Return only the lines starting at the line that contains "Data pipeline spec — extract bounding boxes for every eagle in" and ending with the final line of the listing; include both endpoints.
··········
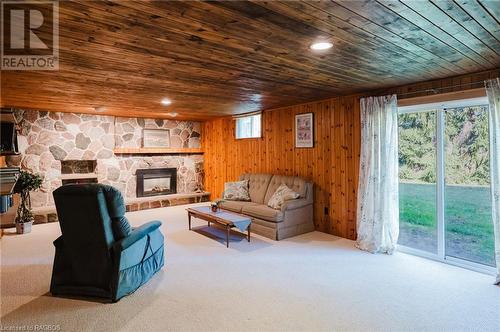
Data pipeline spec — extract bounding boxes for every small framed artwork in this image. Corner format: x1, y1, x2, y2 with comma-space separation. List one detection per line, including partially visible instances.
142, 129, 170, 148
295, 113, 314, 148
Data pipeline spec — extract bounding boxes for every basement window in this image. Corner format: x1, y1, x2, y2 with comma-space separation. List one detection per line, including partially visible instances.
235, 113, 262, 139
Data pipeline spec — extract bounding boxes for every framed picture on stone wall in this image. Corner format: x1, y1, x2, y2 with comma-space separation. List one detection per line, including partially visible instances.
142, 129, 170, 148
295, 113, 314, 148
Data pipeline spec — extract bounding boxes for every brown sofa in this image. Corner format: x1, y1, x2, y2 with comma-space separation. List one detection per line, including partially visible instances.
221, 174, 314, 240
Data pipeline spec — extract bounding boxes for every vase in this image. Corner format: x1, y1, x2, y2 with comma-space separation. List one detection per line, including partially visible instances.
16, 221, 33, 234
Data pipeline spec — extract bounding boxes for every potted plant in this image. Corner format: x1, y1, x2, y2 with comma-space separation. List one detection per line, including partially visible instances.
210, 199, 224, 212
15, 171, 43, 234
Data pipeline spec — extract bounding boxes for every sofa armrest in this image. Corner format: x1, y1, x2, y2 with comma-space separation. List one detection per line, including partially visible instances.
114, 220, 161, 252
281, 198, 312, 212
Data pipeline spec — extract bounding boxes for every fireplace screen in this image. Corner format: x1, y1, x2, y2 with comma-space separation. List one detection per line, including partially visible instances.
136, 168, 177, 197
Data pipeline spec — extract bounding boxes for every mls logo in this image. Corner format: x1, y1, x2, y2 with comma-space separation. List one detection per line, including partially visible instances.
1, 1, 59, 70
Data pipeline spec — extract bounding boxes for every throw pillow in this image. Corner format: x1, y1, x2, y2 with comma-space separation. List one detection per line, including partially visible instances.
101, 185, 132, 240
267, 184, 300, 210
224, 180, 250, 201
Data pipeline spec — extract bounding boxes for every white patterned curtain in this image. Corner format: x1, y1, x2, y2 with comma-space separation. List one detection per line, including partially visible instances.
356, 95, 399, 254
485, 78, 500, 285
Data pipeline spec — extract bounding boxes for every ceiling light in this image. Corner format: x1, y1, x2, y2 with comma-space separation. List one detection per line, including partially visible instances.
309, 42, 333, 51
161, 98, 172, 106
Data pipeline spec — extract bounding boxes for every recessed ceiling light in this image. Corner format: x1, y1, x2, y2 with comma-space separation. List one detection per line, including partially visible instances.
309, 42, 333, 51
161, 98, 172, 106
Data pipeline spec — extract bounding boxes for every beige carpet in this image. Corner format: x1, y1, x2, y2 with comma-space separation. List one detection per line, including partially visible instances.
0, 207, 500, 331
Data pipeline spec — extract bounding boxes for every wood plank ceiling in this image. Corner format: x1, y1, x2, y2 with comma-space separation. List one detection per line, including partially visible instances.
1, 0, 500, 120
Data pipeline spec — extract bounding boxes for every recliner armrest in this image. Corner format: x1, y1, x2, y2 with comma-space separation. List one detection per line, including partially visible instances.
52, 235, 63, 248
281, 198, 312, 212
113, 220, 161, 252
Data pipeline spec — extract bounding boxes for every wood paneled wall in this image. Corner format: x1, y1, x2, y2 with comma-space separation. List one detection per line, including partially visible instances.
202, 69, 500, 239
202, 96, 360, 239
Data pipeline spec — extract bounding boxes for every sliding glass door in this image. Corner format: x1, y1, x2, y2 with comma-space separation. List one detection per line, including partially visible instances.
398, 110, 438, 254
444, 105, 495, 266
399, 99, 495, 270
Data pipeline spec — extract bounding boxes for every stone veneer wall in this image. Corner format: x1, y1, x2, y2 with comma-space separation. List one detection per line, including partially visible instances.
6, 110, 203, 207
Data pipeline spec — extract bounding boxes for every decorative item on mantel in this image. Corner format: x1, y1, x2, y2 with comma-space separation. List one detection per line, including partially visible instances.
142, 129, 170, 148
14, 171, 43, 234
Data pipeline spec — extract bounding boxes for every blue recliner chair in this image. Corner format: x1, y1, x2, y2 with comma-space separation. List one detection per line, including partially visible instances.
50, 184, 163, 302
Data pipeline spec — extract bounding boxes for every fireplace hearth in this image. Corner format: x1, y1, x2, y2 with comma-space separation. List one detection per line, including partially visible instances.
136, 168, 177, 197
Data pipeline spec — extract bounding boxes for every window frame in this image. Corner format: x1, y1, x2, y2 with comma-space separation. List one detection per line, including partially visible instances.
233, 112, 264, 140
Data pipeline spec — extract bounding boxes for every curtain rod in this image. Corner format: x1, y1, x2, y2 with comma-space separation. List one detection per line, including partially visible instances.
396, 81, 484, 97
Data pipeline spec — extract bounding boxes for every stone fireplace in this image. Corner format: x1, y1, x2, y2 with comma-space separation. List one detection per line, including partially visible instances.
136, 168, 177, 197
61, 160, 97, 185
6, 110, 203, 208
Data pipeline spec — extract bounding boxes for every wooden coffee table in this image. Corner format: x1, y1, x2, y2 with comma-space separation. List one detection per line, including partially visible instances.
186, 206, 252, 248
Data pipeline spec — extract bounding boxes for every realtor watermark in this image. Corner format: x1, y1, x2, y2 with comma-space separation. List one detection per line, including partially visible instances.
1, 1, 59, 70
0, 324, 61, 331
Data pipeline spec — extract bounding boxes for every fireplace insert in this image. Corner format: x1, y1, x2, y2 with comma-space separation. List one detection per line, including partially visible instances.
136, 168, 177, 197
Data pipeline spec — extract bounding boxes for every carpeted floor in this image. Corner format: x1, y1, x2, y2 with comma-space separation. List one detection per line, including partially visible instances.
0, 202, 500, 331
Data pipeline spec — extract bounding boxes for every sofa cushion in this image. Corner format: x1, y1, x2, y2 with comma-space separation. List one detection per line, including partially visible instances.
264, 175, 306, 205
240, 174, 272, 204
223, 180, 250, 201
241, 204, 283, 222
219, 201, 257, 213
267, 184, 300, 210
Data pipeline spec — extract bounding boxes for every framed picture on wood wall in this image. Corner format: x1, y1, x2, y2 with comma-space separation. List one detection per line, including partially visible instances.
295, 113, 314, 148
142, 129, 170, 148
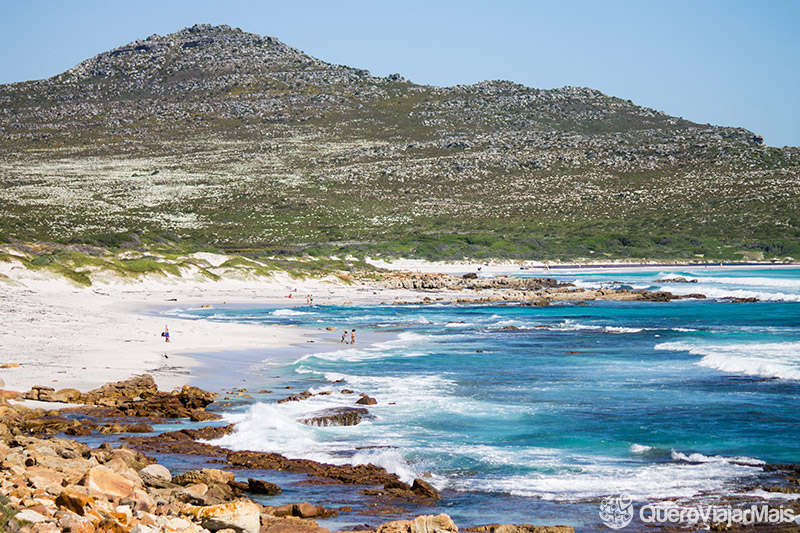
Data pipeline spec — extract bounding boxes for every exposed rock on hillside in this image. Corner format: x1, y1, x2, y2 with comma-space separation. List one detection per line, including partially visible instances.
0, 25, 800, 259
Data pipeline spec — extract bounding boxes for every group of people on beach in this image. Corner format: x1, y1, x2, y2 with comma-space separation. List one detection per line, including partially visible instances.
339, 329, 356, 344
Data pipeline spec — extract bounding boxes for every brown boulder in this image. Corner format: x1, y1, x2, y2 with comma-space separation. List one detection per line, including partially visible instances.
189, 409, 222, 422
172, 468, 234, 486
125, 422, 153, 433
183, 500, 261, 533
356, 394, 378, 405
177, 385, 217, 409
25, 385, 56, 402
55, 510, 94, 533
247, 478, 283, 496
87, 374, 158, 403
56, 487, 94, 516
298, 407, 369, 427
81, 465, 136, 500
53, 389, 81, 403
411, 478, 442, 500
375, 514, 458, 533
262, 516, 330, 533
139, 463, 172, 488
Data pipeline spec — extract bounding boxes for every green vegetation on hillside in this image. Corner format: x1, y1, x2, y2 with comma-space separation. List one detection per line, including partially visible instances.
0, 26, 800, 262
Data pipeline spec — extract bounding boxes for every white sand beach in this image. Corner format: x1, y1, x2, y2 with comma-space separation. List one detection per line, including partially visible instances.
0, 262, 432, 391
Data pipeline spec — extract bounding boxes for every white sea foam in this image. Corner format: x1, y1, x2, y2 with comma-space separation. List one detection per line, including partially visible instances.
687, 276, 800, 290
271, 309, 311, 316
655, 341, 800, 380
453, 462, 761, 501
671, 450, 767, 466
629, 443, 653, 454
661, 283, 800, 302
554, 318, 647, 333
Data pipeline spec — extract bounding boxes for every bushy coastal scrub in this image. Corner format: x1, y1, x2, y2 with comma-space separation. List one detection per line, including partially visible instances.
0, 26, 800, 261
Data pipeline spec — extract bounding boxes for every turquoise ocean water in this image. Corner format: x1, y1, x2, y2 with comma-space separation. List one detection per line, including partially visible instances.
167, 268, 800, 531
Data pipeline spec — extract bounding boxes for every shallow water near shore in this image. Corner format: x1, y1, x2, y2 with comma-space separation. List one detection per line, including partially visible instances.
167, 267, 800, 531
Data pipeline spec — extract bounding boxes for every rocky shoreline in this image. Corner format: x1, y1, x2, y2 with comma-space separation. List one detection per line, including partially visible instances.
0, 375, 573, 533
373, 272, 706, 305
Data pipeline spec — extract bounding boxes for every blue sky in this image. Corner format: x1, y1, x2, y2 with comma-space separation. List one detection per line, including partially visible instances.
0, 0, 800, 146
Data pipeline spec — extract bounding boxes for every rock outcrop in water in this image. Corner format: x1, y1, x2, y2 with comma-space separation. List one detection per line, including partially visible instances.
0, 378, 576, 533
378, 272, 705, 305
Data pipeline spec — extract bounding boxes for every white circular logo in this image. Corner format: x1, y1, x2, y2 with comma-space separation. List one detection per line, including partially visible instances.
600, 494, 633, 529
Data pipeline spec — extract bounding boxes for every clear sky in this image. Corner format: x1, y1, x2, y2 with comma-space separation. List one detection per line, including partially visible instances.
0, 0, 800, 146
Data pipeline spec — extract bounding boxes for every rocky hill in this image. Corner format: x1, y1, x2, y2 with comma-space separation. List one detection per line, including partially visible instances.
0, 25, 800, 259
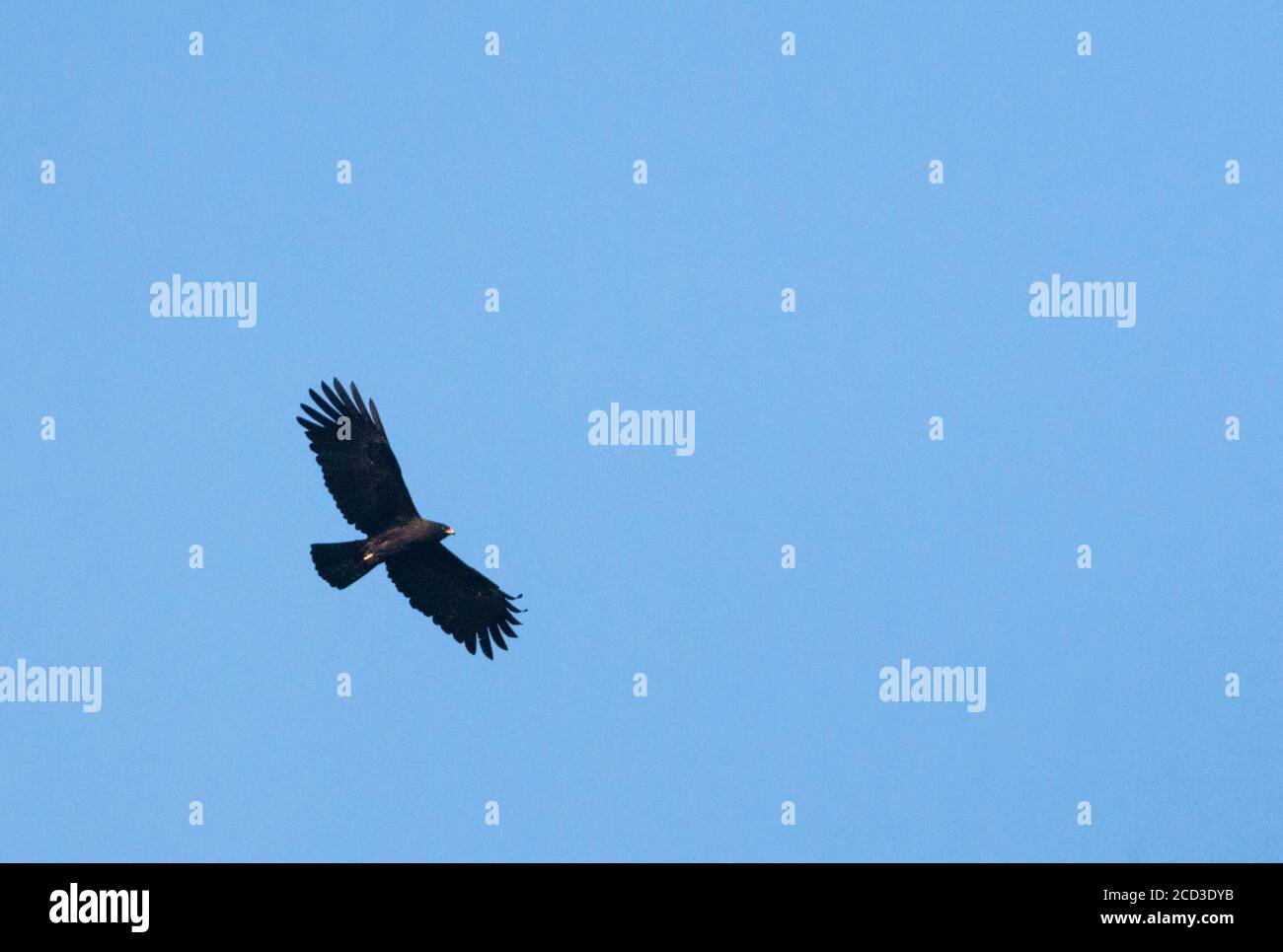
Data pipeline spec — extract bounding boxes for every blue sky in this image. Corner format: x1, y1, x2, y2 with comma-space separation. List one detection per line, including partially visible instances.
0, 3, 1283, 861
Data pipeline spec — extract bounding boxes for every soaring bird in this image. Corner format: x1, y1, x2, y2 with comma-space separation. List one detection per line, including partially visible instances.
295, 377, 522, 658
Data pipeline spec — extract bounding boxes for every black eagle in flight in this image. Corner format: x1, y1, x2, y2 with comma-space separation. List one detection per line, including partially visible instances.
295, 379, 522, 658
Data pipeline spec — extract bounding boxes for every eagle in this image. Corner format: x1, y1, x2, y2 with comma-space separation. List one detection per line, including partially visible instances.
295, 377, 523, 659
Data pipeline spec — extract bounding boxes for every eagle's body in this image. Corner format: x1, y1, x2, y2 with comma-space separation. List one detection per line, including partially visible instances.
298, 380, 521, 658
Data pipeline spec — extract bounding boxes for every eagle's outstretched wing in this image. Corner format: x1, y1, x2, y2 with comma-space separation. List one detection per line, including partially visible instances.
386, 542, 521, 658
295, 379, 418, 535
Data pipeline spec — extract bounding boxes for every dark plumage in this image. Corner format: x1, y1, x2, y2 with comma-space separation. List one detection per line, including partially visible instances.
296, 380, 521, 658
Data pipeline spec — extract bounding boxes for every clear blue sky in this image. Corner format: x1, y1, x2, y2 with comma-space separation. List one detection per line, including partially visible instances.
0, 3, 1283, 861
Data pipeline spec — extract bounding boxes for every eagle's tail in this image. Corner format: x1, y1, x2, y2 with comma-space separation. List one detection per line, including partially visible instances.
312, 539, 379, 589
··········
Task output:
Data pipeline spec — extract bounding boxes for every eagle in this image. Corner format: x1, y1, x2, y2 with comma-space separation. List one detection per line, including partially visible instances.
295, 377, 523, 659
Data pipeline spec — extract bounding boxes for every eagle's body in this image. Corner format: x1, y1, x2, y2 with comma-space separation. List one detection per line, including partially visible instances.
298, 380, 521, 658
Data pipeline spec — extract bounding boxes for every eagle's outstretched wing in this image. Corner format: x1, y1, x2, y2 with comma-space separation. List one detection per line, including partially visible instances.
386, 542, 521, 658
295, 379, 418, 535
Data pipeline spec — extract bounding boxes for every dark plumage in this image. Corner format: x1, y1, x2, y2 with comma-space separation. List one detection per line, including partially visible instances.
296, 380, 521, 658
Data pipeline spec — extract bounding boxes for every clear blue sky in this image. Corner format: x1, y1, x2, y2 with comma-space separation. List one detection per line, including partially visible instances.
0, 3, 1283, 861
Data pipeline spec — extract bounding boxes for every eagle's tail in this image. Corner format: x1, y1, x2, y2 with comma-space separation. List one detection per line, including partially visible instances.
312, 539, 379, 589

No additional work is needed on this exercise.